SOURCE EXTRACT:
────────

The selection of carriages and multiple turnouts is jaw dropping. The variety of breeds being used include Andalusians and Warmbloods, plus many mules who are all utilised to bring the guests along the journey through the city. This procession is just as important as the arrival through the colourful entrance, the Portado, which is the gateway to the site. It is installed every year and makes reference to a different monument in the city. It’s also a popular meeting point, as well as providing an excellent photo opportunity when the pom-pom covered turnouts trot through it with their beautifully dressed passengers.
The ladies are in traditional flamenco dresses with shawls, and the men in suits and ties. Everyone likes to be seen and the despite the mid-thirty degree temperatures, there is no relaxing of glamour. The riders are also resplendent in their traditional Spanish clothing and hats; there are ladies riding side saddle in their habits, or perched on rabbit skin cushions behind the saddle of their male consort. They parade around the streets, all named after famous bullfighters, and are invited to stop at many casetas for a drink or tapas, but mostly to have a photograph with the guests.

────────

GIVEN TASK A: Copy out the entries, starting at their first line and ending at the line containing "(1202, 426)", with both of those lines included. Leave the pictures out of your copy.

EXERCISE DATA:
────────

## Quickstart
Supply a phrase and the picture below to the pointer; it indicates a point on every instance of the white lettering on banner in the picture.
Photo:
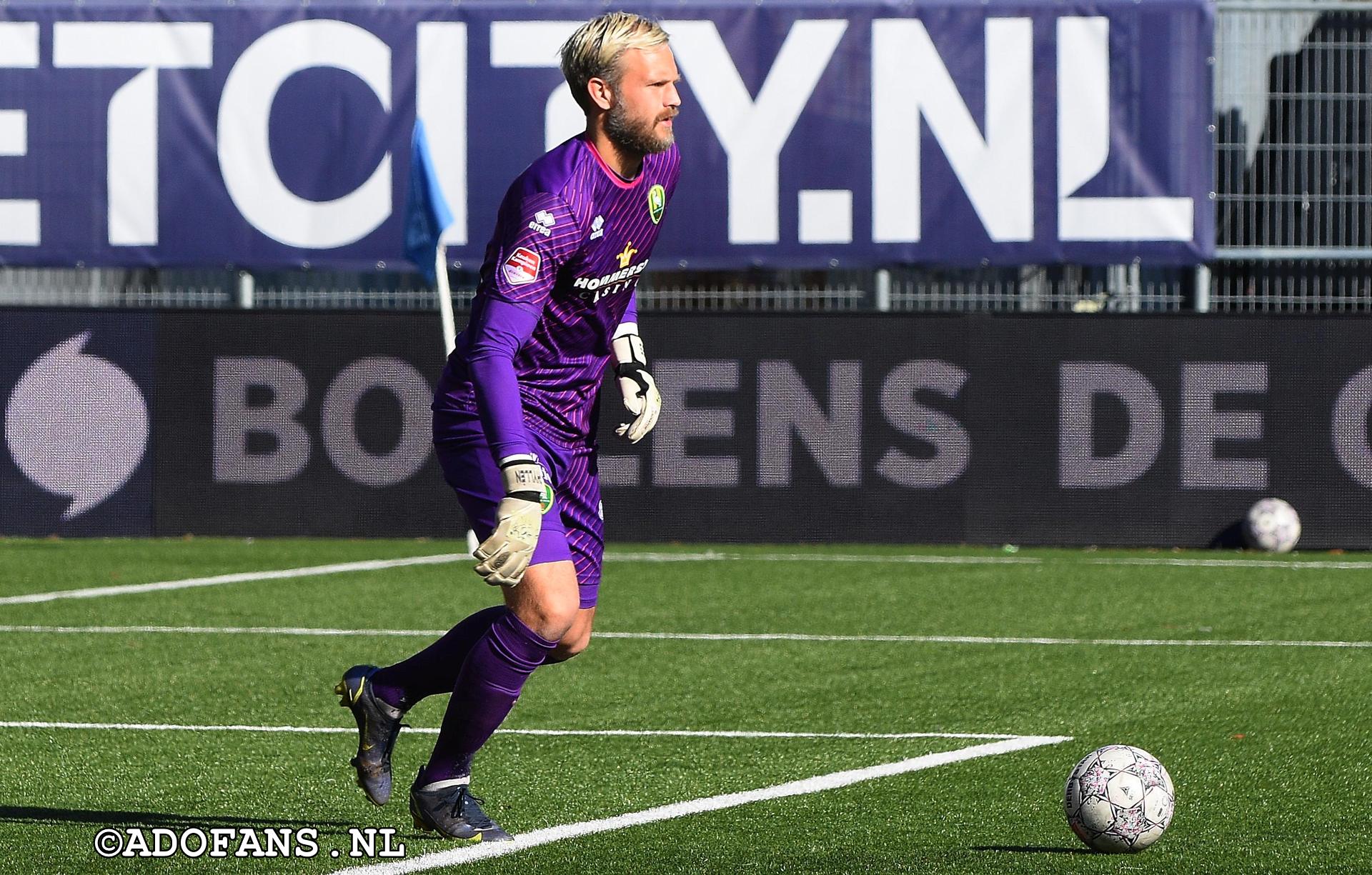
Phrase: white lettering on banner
(132, 136)
(788, 411)
(441, 101)
(910, 81)
(19, 223)
(1079, 386)
(754, 132)
(1349, 427)
(246, 153)
(338, 424)
(672, 465)
(235, 420)
(537, 44)
(1084, 144)
(902, 409)
(991, 156)
(1202, 426)
(239, 417)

────────

GIVEN TASK B: Pick up the passage about the carriage procession and its dressed-up riders where it stops, and keep writing.

WRITTEN REPLY A:
## Quickstart
Supply a phrase and the picture below to the pointer; it indicates a point on every instance of the white lettering on banner in the picture.
Photo:
Phrase: white lettering on banner
(132, 136)
(788, 411)
(441, 101)
(910, 81)
(19, 223)
(1079, 386)
(754, 132)
(1349, 427)
(246, 153)
(338, 424)
(672, 465)
(235, 420)
(537, 44)
(1084, 144)
(902, 409)
(991, 156)
(1202, 426)

WRITTEN REPLY B:
The turnouts which are hired to deliver guests sometimes make several trips over the bridge, back and forth from the busy city. Part of the reason for this is that some of the horses are for sale, and if you can mention that a horse has participated in a fiesta, the price often rises considerably. These horses are truly bombproof with so much going on around them, in the midst of the heaviest of traffic.
During the evenings, the younger generation head to the feria and the party becomes noisier and even busier. Many of the equines are taken home but their riders or drivers make their way into the city and line up outside the bars, continuing their enjoyment of the day. However, it isn’t uncommon to see a very ‘full’ horseman negotiating his horse around the narrow streets, singing his way home.
Feria de Abril officially starts on the Saturday night two weeks after Easter when hundreds of thousands of lightbulbs are turned on across the site, after which it is traditional to sample pescaito frito (fried fish). The party closes the following Saturday with a spectacular fireworks display at midnight but there are also events in the city that would delight any carriage driver.
The Royal Cavalry of Maestranza, CIAT and the wonderfully named Exhibition of Elegance take place in the main bullring, Plaza de Toros de la Real Maestranza de Cabelleria, over the opening weekend. It is a phenomenal display of turnouts that would rival any other across the globe.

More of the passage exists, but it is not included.